▶ [Exercise material]

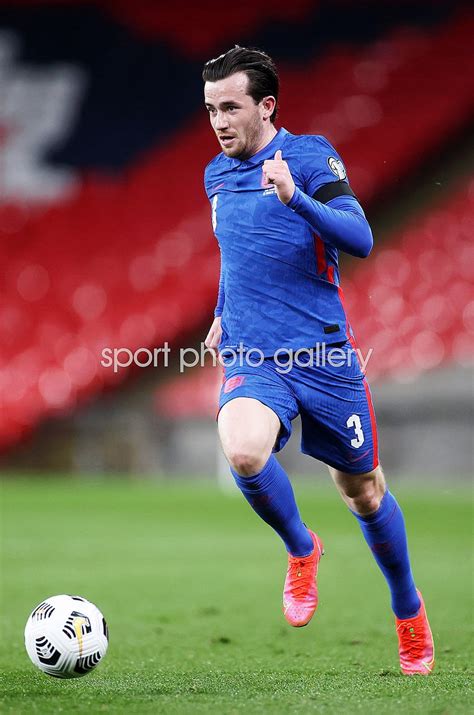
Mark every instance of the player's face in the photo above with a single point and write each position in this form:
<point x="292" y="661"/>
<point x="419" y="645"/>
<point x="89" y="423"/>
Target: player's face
<point x="238" y="122"/>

▶ [Request]
Rescale the point coordinates in the answers by multiplying each by 1.1 and rounding to whole numbers, halves up. Give all the lines above again with the requests included, leave the pictures out, and keep the numbers in the requests and their format samples unchanged.

▶ [Worked answer]
Mark every instance of the player's face in the photo above with a single point and write each position in this form:
<point x="292" y="661"/>
<point x="419" y="645"/>
<point x="89" y="423"/>
Target: player's face
<point x="262" y="134"/>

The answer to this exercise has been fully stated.